Selected text
-- Opening Marker --
Water, as we all know, is something which is priceless for not only humans but all the living organisms on earth. We cannot afford to exploit it relentlessly because water is limited on earth while the human population is growing day by day. Also, most of the water on earth is in oceans, which are not fit for drinking. That leaves us with only four percent of the overall water available in the form of fresh sweet water, which is fit to drink. The sources for those are our rivers, ponds, lakes, polar and mountain ice caps, and last but not least, the groundwater. We, humans, have overused these resources and now need to conserve and utilize them wisely. Also, due to pollution, we have degraded the quality of water, which can only be improved by water purification and filtration methods.
How Do Water Purifiers Work?
A water purifier can work on multiple principles. In the initial days, water was filtered using a cotton cloth to keep suspended particles. Later charcoal or coal was used to pass water through it to absorb all the unwanted particles. To kill germs, the old school way of boiling water was mostly used. But now we have many advanced technologies used, and all of them are put together in a single unit that we call a water purifier. The unit can separate suspended particles, remove unwanted chemicals and toxins, and kill all the water’s pathogens. They also smartly retain those minerals which are needed for the human body in the water.
-- Closing Marker --
Recorded information
-- Opening Marker --
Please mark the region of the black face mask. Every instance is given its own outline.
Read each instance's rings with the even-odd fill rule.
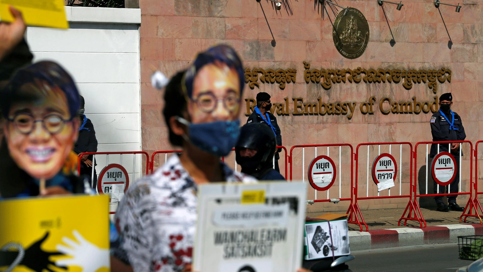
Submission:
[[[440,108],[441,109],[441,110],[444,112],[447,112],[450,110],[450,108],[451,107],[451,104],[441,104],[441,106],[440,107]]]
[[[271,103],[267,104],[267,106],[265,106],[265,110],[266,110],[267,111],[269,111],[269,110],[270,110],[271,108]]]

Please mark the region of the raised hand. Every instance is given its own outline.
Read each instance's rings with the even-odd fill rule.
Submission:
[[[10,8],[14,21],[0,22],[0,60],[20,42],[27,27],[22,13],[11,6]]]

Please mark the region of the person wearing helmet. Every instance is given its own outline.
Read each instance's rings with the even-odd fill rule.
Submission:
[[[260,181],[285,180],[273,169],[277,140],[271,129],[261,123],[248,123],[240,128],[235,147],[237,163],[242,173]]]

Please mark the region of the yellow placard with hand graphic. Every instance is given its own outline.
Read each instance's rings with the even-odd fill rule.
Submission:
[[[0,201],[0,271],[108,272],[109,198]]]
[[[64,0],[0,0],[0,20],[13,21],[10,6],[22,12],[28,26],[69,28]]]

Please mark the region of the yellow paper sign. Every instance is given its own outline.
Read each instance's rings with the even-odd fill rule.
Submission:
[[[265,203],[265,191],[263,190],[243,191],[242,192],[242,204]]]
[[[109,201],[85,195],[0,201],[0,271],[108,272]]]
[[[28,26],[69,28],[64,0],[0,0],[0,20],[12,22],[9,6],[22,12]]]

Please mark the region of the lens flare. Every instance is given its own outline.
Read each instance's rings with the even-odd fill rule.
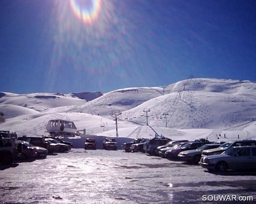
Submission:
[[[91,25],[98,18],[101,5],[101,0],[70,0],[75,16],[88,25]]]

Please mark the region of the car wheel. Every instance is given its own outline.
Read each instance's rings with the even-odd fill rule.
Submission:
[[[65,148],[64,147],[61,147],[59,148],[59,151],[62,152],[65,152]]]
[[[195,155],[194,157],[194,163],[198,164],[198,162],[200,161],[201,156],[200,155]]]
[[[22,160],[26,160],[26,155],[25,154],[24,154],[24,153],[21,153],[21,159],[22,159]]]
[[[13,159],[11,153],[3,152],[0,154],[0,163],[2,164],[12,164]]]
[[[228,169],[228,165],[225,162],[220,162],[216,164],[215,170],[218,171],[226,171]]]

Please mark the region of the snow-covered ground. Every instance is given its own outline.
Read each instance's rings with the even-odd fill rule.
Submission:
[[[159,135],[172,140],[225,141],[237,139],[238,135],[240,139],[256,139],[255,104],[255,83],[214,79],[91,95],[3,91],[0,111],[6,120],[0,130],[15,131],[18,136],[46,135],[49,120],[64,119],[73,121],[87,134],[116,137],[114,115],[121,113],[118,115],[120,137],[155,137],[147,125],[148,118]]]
-- Closing Marker --
-- Opening Marker --
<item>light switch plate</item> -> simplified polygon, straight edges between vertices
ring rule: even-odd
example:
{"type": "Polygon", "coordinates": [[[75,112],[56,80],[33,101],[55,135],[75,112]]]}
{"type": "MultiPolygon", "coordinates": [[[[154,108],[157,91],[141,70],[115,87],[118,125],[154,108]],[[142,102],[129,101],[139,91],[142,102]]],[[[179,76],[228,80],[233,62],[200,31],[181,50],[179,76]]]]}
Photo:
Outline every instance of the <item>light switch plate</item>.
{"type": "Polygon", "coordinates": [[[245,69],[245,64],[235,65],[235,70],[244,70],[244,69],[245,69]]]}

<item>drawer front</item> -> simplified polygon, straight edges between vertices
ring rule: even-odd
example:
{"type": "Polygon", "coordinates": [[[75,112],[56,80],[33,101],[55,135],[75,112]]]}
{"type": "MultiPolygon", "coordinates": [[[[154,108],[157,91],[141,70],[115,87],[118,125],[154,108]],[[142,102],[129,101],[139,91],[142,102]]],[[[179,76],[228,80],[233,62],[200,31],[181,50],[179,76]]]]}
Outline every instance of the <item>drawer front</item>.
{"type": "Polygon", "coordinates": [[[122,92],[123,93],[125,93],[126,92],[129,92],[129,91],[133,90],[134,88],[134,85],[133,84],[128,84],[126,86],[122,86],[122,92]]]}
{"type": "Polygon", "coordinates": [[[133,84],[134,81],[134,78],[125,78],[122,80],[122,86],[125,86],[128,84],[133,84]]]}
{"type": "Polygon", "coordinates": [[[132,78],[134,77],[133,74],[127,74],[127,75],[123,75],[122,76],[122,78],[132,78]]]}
-- Closing Marker --
-- Opening Marker --
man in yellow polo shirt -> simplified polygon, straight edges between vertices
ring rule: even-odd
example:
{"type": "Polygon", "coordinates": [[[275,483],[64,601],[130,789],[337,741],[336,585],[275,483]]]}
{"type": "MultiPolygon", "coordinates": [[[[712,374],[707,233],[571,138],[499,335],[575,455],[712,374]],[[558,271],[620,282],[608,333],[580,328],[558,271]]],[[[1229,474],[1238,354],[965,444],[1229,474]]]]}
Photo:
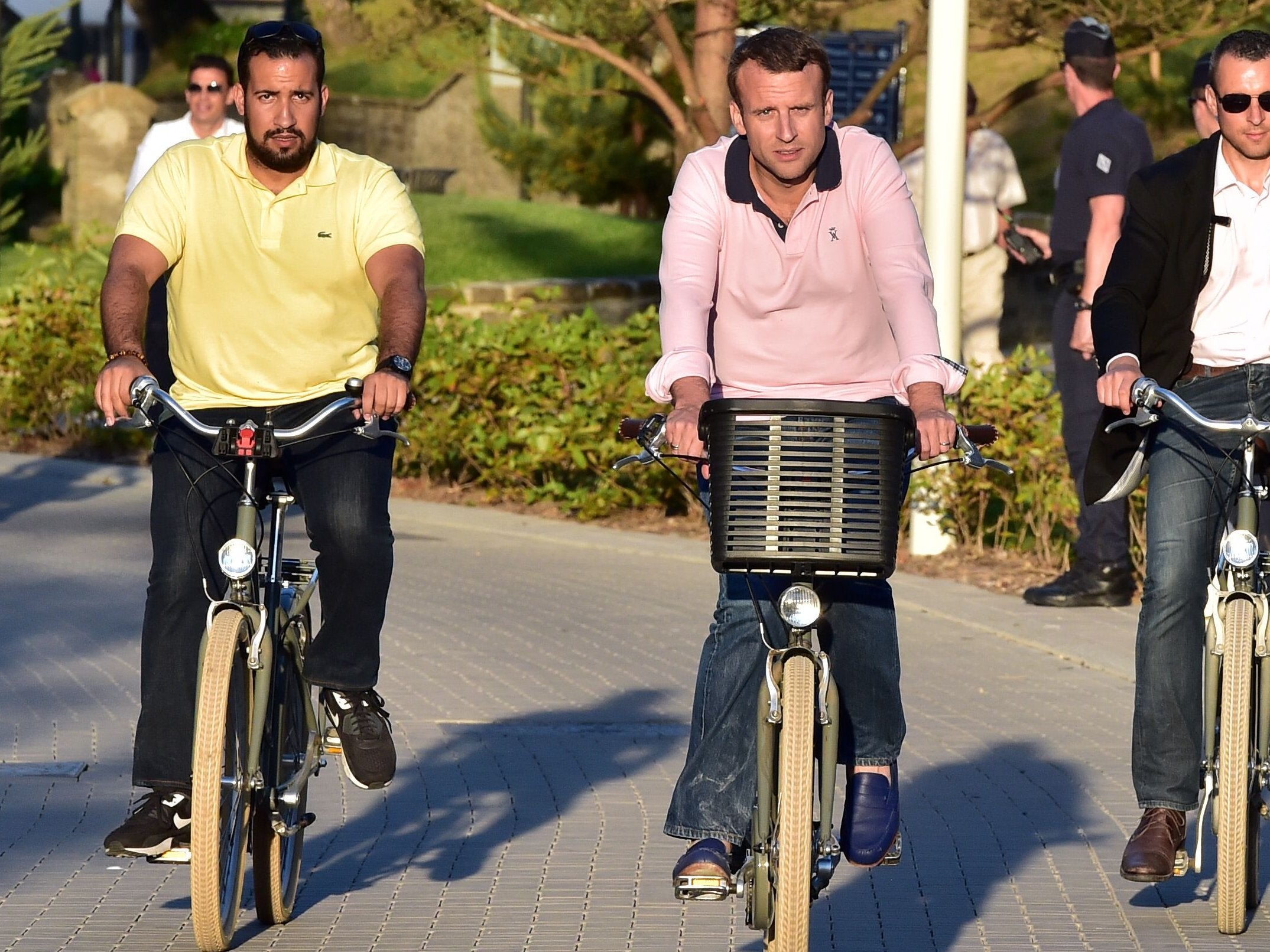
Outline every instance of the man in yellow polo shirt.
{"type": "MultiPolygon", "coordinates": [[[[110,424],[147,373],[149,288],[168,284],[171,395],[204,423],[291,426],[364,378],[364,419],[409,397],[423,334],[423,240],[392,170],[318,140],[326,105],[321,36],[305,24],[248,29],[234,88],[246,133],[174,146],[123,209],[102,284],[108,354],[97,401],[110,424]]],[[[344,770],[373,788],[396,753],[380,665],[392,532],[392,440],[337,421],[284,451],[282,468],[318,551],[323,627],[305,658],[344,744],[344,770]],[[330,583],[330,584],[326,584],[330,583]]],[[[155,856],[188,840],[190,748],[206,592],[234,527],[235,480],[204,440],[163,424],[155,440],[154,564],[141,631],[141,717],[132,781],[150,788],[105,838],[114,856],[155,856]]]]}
-- Closing Marker --
Work instruction 1
Can you print the stretch of the water purification passage from "Water, as we" through "and filtration methods."?
Work instruction 2
Using the water purification passage, can you answer these?
(a) What share of the overall water on earth is fresh water fit to drink?
(b) After cotton cloth, what was water passed through to absorb unwanted particles?
(c) What old method was mostly used to kill germs?
The listing comes from a separate source.

Output 1
Water, as we all know, is something which is priceless for not only humans but all the living organisms on earth. We cannot afford to exploit it relentlessly because water is limited on earth while the human population is growing day by day. Also, most of the water on earth is in oceans, which are not fit for drinking. That leaves us with only four percent of the overall water available in the form of fresh sweet water, which is fit to drink. The sources for those are our rivers, ponds, lakes, polar and mountain ice caps, and last but not least, the groundwater. We, humans, have overused these resources and now need to conserve and utilize them wisely. Also, due to pollution, we have degraded the quality of water, which can only be improved by water purification and filtration methods.

Output 2
(a) Four percent.
(b) Charcoal or coal.
(c) Boiling water.